Wisden
Sick cameramen, recruiting Bradman and more, 1980

My life reporting cricket

When I joined the Daily Mail from the Press Association (the news agency dubbed the University of Fleet Street) 33 years ago, cricket had not yet been sucked into the vortex of world politics and High Court action. And if there was such a thing as player power, it was represented by the deeds of Denis Compton, Len Hutton, Alec Bedser, Bill Edrich and others on the field of play.

The one-day game was not conceived, nor was even a twinkle in the eyes of the legislators; overseas tours were long, comparatively leisurely and crammed with stuffy receptions; grounds were full in the post-war sporting boom; and there was still a division between amateur and professional. Indeed, until the abolition of the thin distinction in 1963, it was still possible to hear, as I did at Lord's, this pre-match announcement: In the match card, for F. J. Titmus please read Titmus F. J.

At Adelaide in 1950, invitations to temporary membership of a club were extended only to the four amateurs and to those of the press who were members of MCC. It was politely declined. On board ship, the amateurs were put at a separate dining table, but the whole party travelled first-class and in style - unlike the modern trial of endurance of the jumbo jet.

Domestically the season consisted of Tests, matches with the tourists, the County Championship, prestige fixtures like Gentlemen v Players, Oxford v Cambridge, and the festivals. Pride in the swiftly disintegrating Empire remained in titles. There was the Imperial Cricket Conference (now the International Cricket Conference), and as late as 1953 it was the Imperial Cricket Memorial Gallery (The Memorial Gallery and Library). Contact between the all-powerful MCC and the working press was minimal. Selectors offered no public reasons for their decisions, and the list of secretaries read like a military gazette. The Advisory County Cricket Committee's annual meeting coincided with the University rugby match, and no-one was ever late to Twickenham for the kick-off.

Sir Don Bradman, who gave a new meaning to batting, was still leading his invincible Australians, and the West Indies were emerging as a potent force - though it was still predicted in some islands that all would collapse under a future black captain. In due course Sir Frank Worrell, a remarkable person as well as being a great cricketer, united the widely scattered and diverse cultures of the islands as no politician was able to do, before or since. His early death was a cruel blow to the entire cricket world, and I have pictured him as the perfect intermediary in the South African dispute. I remember the forthright R. W. V. Robins bluntly asking him if he ever found it a handicap to be black, especially when he was in England. Frankie's laughing response was: Only when I'm shaving.

Twenty years passed before south Africa's racial laws blew up in cricket's face, and those attending the seemingly interminable meetings at Lord's in 1970 will never forget the ominous sight of the square behind barbed wire and under floodlights. With security guards and dogs in patrol, the ground assumed the grim appearance of a POW camp. After the 1968-69 tour of South Africa was cancelled, at the time I would have been leaving Heathrow I found myself interviewing an eleven year old at Aylesbury on why he wanted to play for Manchester United!

[Recorded data]
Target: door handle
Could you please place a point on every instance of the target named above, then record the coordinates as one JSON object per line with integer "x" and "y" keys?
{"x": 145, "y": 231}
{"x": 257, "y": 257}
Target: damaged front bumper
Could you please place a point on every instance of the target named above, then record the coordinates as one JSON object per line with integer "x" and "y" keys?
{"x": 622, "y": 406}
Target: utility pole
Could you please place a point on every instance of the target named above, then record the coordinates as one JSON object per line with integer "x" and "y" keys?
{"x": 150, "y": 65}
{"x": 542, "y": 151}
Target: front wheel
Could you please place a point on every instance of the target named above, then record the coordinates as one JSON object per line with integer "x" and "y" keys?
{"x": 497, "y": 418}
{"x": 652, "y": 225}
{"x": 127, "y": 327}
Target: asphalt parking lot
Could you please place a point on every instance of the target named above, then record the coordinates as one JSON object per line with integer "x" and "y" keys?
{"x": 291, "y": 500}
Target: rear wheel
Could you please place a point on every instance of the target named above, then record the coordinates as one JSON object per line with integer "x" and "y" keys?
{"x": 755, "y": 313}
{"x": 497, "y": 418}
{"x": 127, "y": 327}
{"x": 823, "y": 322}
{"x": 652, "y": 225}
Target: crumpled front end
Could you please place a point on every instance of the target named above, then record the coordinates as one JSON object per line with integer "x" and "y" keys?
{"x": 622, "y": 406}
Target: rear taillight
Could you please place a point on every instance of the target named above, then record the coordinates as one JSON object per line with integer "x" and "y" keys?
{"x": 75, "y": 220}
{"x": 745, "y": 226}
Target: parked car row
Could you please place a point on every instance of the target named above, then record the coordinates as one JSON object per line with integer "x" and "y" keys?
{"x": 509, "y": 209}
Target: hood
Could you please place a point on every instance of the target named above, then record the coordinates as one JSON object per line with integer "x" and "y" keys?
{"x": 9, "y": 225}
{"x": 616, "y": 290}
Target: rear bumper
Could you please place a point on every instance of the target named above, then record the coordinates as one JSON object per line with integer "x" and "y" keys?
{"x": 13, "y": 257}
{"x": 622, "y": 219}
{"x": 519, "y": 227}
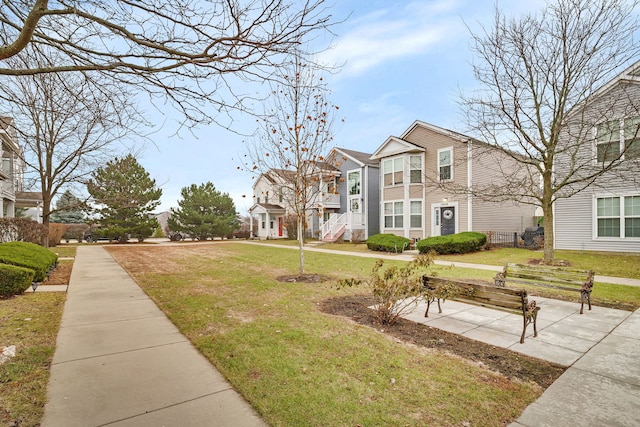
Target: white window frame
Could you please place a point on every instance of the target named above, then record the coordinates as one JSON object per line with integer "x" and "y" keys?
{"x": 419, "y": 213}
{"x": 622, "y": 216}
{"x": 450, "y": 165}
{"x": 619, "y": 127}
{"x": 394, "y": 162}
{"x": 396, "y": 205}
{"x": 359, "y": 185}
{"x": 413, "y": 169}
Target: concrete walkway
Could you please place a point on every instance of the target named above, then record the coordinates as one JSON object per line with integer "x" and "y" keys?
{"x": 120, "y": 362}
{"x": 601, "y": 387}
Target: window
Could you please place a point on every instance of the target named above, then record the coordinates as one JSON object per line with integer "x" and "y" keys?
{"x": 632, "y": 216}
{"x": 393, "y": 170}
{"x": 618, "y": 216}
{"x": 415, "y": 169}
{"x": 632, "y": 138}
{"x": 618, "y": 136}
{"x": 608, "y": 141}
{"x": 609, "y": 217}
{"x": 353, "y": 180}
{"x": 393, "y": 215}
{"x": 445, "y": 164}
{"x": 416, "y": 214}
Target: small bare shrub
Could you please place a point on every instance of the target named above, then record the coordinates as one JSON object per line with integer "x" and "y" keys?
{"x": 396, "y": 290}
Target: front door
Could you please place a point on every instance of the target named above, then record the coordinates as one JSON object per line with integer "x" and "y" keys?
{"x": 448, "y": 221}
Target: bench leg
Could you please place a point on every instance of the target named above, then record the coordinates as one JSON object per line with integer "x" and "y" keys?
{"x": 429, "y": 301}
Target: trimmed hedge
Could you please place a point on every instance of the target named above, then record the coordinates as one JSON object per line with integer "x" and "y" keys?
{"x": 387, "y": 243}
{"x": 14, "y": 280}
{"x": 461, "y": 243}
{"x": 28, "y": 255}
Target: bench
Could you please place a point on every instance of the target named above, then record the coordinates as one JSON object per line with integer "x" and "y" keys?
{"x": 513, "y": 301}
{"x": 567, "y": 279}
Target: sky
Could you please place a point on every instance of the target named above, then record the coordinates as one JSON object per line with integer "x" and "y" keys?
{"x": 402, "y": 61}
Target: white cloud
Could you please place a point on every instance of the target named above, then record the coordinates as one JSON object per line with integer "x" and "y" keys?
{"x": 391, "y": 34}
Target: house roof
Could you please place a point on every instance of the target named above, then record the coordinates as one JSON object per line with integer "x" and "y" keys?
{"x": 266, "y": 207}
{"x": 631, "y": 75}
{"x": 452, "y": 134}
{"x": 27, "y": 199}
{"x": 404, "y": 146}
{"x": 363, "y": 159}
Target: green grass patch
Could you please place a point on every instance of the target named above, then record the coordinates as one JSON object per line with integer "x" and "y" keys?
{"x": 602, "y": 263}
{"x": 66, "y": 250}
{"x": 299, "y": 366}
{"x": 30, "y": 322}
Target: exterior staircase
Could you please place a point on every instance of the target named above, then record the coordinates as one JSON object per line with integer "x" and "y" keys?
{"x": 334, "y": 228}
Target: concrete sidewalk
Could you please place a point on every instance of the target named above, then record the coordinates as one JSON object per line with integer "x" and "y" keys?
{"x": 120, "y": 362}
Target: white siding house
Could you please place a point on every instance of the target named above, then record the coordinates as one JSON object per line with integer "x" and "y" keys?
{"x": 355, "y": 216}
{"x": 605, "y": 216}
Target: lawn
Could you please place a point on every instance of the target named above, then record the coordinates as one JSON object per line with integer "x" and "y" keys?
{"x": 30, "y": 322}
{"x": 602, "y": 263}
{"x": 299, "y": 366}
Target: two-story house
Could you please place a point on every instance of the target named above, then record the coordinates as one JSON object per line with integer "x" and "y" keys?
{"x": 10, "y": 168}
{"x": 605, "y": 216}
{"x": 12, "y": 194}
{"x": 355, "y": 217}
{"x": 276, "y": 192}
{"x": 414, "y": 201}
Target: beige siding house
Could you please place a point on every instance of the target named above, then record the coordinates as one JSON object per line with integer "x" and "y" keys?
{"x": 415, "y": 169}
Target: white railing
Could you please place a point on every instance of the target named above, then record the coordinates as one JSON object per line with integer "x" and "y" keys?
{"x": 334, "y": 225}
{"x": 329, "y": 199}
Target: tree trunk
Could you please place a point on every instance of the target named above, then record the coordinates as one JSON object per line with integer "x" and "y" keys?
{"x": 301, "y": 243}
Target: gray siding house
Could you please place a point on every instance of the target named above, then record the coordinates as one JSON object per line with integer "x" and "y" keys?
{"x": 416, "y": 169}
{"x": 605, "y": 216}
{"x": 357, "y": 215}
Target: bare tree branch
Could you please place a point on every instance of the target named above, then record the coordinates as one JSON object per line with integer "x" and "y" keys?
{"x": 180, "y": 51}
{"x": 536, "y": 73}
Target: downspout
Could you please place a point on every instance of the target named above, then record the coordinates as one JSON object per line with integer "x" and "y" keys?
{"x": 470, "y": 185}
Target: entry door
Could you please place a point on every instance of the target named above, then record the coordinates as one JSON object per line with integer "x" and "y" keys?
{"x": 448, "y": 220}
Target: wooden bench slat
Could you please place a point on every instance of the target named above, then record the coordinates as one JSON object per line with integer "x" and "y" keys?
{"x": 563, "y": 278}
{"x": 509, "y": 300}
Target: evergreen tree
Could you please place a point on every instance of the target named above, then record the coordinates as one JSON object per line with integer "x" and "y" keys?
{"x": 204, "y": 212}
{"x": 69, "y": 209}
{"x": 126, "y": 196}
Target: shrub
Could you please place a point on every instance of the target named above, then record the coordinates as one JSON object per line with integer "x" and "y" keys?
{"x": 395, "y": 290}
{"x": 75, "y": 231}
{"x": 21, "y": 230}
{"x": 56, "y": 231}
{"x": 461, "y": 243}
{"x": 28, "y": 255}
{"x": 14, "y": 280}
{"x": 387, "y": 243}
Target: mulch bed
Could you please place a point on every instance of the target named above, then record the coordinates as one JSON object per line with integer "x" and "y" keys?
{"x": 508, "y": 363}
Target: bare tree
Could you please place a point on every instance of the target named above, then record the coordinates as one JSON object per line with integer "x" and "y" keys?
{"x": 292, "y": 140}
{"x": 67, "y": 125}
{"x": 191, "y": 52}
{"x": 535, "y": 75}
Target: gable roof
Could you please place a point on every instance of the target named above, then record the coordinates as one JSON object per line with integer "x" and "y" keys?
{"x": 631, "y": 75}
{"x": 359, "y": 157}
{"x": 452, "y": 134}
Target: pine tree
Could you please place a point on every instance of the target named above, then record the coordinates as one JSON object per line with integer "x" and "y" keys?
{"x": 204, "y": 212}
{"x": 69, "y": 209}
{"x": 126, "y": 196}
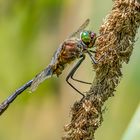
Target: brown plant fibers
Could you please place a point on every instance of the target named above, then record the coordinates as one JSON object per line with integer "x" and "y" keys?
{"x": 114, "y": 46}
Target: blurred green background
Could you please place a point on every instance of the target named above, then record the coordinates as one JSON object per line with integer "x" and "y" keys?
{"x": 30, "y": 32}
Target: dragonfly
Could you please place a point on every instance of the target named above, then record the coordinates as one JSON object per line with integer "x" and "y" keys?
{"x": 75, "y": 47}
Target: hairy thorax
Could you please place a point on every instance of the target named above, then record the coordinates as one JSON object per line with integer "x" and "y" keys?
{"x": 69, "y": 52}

▶ [Task to carry out]:
Please retype everything in the Wisden article from "The one-day game" down to "Titmus F. J.", word for word.

▶ [Exercise answer]:
The one-day game was not conceived, nor was even a twinkle in the eyes of the legislators; overseas tours were long, comparatively leisurely and crammed with stuffy receptions; grounds were full in the post-war sporting boom; and there was still a division between amateur and professional. Indeed, until the abolition of the thin distinction in 1963, it was still possible to hear, as I did at Lord's, this pre-match announcement: In the match card, for F. J. Titmus please read Titmus F. J.